• **TRY IT**:
Repeat word for word everything from "Spinals do NOT" down to "but not now)." in the forum thread on spinals and epidurals below.
Top of SELECTED PASSAGE
Do what is best for you, they can set up an epidural just as easily and can even do it the L&D room before you go to the OR. Your dr doesnt even have to be there. A spinal is normally done in the OR because as soon as it takes, they pull out the knives. With my epidural there was about a 10-15 minute delay until I was actually in the OR. It was really great.

Kim


----------



## Peppermint (Feb 12, 2003)

I am having my 3rd c-section in about 7 weeks, so I wanted to pipe in.

Spinals do NOT require you to lay flat on your back for 8 hours, this is simply not necessary, some Dr.s may actually do that, but I have had the spinal for my first 2 sections, and never felt a thing, and was able to sit up in the recovery room, and nurse right away. There is no reason why you would have to lay flat on your back for any period of time (Although I have heard of that before, so it must be something that used to be the case, but not now).

I was very happy with my spinals in the 2 previous, but I never really looked into the options, which this time I am. Talked to my OB about it today, and she said, to do the research and that it was totally up to me. She did say that if I were obese, or had some other problem that would make the surgery take longer, she would suggest the epidural, but for someone small like myself, with no previous problems with my surgeries, she feels a spinal would be fine again, should I choose that. It is true that after about an hour- 1 1/2 hours, the spinal wears off, so if the surgery takes longer than expected, they will dope you up with morphine or something (although I ended up that way with my first due to horrible shoulder pain after they got my baby out, so it would've happened with an epidural too).

I am also going to have some form of patient controlled pain relief for the first 24-48 hours following the birth, she is leaving that up to me as well, either morphine or darvaset (sp?) on a patient controlled pump, I seem to do better with the darvaset. She says she'll write me to be able to change my mind any time I want, and get whatever I want (she's so good







) I found that for my body morphine does not relieve my pain well, it's really a to each her own thing with pain meds, YK?

Right now I am planning on a spinal - also with my 2 previous sections, the anesthesiologist put a longer acting pain med in the spinal as well (don't have a clue what it was







), so I didn't need anything else for a few hours after the surgery.
Bottom of SELECTED PASSAGE
Top of DATA EXTRACTS
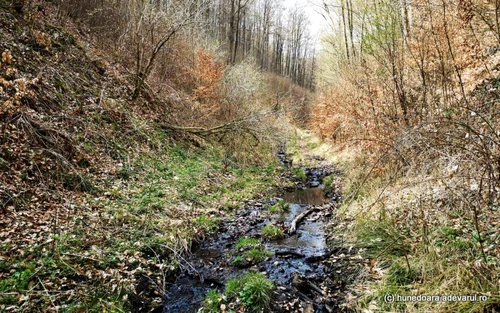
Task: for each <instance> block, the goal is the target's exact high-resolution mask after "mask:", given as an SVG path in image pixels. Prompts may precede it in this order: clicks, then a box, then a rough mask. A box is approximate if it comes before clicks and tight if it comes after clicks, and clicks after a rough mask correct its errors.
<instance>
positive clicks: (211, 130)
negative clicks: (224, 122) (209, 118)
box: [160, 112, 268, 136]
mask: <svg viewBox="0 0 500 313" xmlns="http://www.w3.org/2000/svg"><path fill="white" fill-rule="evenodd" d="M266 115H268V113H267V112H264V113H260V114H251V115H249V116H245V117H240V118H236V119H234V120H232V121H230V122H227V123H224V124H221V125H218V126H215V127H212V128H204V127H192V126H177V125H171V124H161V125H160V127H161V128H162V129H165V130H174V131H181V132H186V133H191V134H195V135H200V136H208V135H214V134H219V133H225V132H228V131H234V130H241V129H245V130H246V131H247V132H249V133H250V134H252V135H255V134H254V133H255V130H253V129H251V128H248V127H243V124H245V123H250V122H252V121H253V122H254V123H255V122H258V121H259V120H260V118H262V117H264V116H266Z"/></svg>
Bottom of DATA EXTRACTS
Top of DATA EXTRACTS
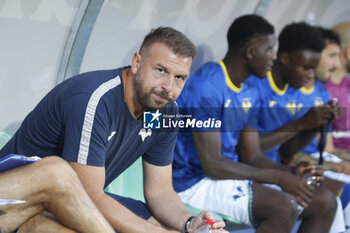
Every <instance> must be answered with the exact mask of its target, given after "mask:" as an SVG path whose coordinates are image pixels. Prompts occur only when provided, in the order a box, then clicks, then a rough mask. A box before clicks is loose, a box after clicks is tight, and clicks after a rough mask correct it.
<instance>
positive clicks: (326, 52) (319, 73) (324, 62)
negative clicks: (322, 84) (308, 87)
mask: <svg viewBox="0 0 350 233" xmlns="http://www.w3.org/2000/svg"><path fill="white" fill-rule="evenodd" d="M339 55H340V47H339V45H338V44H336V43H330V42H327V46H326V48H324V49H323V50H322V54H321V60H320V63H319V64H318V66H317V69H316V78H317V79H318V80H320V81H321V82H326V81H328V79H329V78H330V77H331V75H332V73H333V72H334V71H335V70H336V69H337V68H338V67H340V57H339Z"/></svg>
Bottom of DATA EXTRACTS
• **EXERCISE RESPONSE**:
Spinals do NOT require you to lay flat on your back for 8 hours, this is simply not necessary, some Dr.s may actually do that, but I have had the spinal for my first 2 sections, and never felt a thing, and was able to sit up in the recovery room, and nurse right away. There is no reason why you would have to lay flat on your back for any period of time (Although I have heard of that before, so it must be something that used to be the case, but not now).